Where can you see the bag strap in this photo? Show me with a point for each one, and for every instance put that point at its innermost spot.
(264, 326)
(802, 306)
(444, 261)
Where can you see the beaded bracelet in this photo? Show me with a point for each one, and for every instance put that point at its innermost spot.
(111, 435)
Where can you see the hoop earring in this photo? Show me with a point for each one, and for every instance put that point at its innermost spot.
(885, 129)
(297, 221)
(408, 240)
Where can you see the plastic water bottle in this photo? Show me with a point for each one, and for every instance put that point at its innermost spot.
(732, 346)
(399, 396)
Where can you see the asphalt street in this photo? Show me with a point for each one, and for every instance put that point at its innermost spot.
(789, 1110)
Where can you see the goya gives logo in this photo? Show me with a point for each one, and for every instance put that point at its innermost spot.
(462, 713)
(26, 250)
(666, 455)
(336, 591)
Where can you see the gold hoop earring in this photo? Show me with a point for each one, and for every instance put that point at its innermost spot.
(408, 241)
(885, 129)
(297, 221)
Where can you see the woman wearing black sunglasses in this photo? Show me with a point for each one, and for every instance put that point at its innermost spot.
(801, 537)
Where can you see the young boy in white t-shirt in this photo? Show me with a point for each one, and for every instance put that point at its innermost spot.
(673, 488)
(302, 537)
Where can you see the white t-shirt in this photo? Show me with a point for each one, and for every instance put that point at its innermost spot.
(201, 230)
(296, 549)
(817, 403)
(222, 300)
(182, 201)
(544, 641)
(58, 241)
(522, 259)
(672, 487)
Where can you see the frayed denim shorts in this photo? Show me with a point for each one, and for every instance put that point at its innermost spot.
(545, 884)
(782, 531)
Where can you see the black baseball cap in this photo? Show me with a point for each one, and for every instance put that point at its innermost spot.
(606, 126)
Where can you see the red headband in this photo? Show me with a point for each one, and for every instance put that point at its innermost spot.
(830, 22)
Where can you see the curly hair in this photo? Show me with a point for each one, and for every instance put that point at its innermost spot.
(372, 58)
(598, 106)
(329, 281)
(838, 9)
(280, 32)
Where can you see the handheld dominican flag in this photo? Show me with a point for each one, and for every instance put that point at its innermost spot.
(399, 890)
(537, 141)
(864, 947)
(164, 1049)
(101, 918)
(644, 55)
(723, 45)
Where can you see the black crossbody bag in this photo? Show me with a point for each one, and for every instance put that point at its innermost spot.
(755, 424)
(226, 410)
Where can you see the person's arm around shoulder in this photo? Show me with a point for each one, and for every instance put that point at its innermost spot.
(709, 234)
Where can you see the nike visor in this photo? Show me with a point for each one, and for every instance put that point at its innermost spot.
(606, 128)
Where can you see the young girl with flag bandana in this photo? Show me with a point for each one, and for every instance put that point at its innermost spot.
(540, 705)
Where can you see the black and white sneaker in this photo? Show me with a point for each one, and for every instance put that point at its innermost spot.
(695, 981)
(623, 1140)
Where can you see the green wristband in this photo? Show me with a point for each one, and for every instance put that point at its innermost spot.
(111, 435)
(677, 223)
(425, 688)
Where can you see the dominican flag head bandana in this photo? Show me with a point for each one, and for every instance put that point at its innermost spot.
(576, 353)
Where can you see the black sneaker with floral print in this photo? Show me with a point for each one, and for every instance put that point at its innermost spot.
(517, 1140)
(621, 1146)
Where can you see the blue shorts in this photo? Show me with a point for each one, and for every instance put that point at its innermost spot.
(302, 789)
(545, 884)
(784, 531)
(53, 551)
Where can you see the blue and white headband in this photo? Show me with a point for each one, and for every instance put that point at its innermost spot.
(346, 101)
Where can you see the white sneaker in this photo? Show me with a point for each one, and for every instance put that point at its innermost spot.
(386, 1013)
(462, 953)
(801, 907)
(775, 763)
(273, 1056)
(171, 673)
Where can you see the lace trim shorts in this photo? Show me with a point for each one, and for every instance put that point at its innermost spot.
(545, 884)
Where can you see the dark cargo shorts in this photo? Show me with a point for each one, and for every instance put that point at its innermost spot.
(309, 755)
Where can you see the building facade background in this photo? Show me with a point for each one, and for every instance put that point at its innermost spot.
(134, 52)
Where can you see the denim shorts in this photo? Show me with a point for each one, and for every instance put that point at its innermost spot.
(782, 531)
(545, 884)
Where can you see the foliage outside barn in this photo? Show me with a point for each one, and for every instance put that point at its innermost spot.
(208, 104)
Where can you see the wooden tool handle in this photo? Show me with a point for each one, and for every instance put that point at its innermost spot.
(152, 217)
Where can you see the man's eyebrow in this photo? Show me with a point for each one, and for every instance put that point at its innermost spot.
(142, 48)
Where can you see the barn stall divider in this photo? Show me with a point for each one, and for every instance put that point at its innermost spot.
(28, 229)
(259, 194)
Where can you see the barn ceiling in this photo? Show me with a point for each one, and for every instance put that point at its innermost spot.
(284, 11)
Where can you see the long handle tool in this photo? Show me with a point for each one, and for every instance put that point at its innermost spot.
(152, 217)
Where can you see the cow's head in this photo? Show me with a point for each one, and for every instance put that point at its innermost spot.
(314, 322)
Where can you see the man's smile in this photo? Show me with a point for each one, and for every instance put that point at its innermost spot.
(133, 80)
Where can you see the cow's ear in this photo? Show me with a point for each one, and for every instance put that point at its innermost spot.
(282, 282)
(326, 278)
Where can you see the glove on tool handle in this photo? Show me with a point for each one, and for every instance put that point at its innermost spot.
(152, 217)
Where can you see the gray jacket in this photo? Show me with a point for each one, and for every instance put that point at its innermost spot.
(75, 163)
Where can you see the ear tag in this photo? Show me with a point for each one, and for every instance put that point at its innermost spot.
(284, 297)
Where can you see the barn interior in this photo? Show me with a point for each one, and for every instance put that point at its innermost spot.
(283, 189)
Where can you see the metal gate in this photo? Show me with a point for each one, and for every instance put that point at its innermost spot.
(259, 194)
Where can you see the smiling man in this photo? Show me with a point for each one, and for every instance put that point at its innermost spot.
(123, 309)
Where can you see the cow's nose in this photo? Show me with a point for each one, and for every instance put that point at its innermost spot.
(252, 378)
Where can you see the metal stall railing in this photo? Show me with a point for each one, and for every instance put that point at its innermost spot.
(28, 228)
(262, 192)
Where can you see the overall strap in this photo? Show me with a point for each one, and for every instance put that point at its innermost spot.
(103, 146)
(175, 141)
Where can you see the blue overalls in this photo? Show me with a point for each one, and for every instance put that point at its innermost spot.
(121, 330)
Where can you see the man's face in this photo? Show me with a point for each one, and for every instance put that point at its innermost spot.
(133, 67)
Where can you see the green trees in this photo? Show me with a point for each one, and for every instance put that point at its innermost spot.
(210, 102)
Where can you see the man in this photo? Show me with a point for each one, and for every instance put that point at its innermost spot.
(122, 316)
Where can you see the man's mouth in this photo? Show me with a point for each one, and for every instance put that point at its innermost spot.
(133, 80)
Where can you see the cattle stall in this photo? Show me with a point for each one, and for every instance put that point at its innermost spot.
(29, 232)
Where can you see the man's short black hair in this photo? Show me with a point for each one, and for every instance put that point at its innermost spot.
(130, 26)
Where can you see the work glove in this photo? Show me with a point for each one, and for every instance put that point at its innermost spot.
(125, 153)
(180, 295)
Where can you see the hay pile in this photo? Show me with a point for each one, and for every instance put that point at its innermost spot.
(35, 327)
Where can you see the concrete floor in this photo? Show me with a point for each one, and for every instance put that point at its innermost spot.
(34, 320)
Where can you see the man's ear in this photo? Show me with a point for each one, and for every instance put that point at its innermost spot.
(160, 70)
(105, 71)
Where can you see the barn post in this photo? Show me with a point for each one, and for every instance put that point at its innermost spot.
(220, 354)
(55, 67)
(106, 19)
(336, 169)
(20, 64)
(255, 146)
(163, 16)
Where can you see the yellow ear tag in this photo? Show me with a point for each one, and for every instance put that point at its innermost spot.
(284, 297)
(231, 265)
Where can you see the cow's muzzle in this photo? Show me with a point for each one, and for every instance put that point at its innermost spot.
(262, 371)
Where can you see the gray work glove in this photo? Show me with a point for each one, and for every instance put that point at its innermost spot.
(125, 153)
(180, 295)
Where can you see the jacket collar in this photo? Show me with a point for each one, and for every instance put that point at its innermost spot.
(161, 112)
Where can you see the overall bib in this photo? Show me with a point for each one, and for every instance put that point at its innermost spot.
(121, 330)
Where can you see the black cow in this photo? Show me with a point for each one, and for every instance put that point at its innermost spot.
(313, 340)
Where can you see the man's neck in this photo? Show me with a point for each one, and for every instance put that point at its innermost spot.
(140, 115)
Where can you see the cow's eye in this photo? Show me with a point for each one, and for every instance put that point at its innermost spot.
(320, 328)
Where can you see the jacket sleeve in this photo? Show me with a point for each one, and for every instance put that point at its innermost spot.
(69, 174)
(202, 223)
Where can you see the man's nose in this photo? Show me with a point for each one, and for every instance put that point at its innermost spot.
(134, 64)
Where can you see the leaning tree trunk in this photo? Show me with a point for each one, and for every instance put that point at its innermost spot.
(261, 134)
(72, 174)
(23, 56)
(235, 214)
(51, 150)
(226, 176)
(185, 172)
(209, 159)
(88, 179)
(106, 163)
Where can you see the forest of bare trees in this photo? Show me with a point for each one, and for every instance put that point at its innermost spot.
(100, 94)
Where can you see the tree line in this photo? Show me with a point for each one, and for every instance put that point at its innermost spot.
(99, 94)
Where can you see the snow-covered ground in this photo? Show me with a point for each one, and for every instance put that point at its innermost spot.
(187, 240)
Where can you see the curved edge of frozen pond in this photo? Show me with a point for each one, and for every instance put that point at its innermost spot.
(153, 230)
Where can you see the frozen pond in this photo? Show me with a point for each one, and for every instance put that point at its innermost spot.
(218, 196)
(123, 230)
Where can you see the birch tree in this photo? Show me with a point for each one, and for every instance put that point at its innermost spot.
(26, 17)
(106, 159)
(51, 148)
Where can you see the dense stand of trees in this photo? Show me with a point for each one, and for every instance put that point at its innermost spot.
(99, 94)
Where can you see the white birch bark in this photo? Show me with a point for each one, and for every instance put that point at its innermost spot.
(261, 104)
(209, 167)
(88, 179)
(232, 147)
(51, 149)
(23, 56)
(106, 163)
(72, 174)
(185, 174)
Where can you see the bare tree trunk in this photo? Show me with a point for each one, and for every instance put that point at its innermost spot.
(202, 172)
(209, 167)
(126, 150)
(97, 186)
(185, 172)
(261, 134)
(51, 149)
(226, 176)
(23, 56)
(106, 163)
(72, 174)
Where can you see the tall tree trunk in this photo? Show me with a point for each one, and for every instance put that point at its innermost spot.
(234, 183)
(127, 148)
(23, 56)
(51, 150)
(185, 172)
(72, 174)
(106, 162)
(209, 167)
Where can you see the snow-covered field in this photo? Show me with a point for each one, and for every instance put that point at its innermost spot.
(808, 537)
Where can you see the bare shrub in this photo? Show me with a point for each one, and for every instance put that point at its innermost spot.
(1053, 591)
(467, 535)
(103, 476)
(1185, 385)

________________________________________

--- What you will do ---
Rewrite the records from the line containing "Where can you see the black baseball" through the line containing "(623, 1140)", inclusive, keeping each request unchanged. Multiply every coordinate in the answers by 2.35 and round each result to a whole number, with halves rounded up.

--- Written solution ---
Where can you see the black baseball cap in this photo? Show me with a point for each one, and for every instance put that point at its innermost spot.
(1424, 296)
Where can you see the red headband in this photo? Show me with a point for each one, and for every instance put that point at its innermost spot.
(1951, 52)
Where can you see the curly hair in this photo? Show me with a point for each one, and for every instance put that point at its innermost spot.
(874, 136)
(1405, 249)
(773, 660)
(1969, 21)
(658, 75)
Where can you see the handheld dominican flag in this photo? Show me with a point for each one, and for every instance put that point at its innermost spot.
(938, 2092)
(1262, 331)
(2030, 2225)
(385, 2465)
(237, 2157)
(1513, 129)
(1699, 106)
Where can you see the black crossbody bag in this photo? Show me with a point for each one, and for every instance put that point at its innermost spot.
(1774, 996)
(531, 964)
Where can you see the person's arm around shoulder in this photo? Show me with a point for each one, and for every instance put that point at its innermost spot.
(1666, 550)
Where can you see the nike visor in this photo? Show me with a point for each one, and for every instance put that point at its innermost spot.
(1424, 301)
Where can you see the young girl with flag bandana in this photo? Show me with a point for each one, and for every instance put that point at its innermost spot.
(1269, 1657)
Where can you see the black and white sneaker in this photo? Show me with a point for each one, and for every instance put that point at its innermost spot.
(1633, 2305)
(1464, 2679)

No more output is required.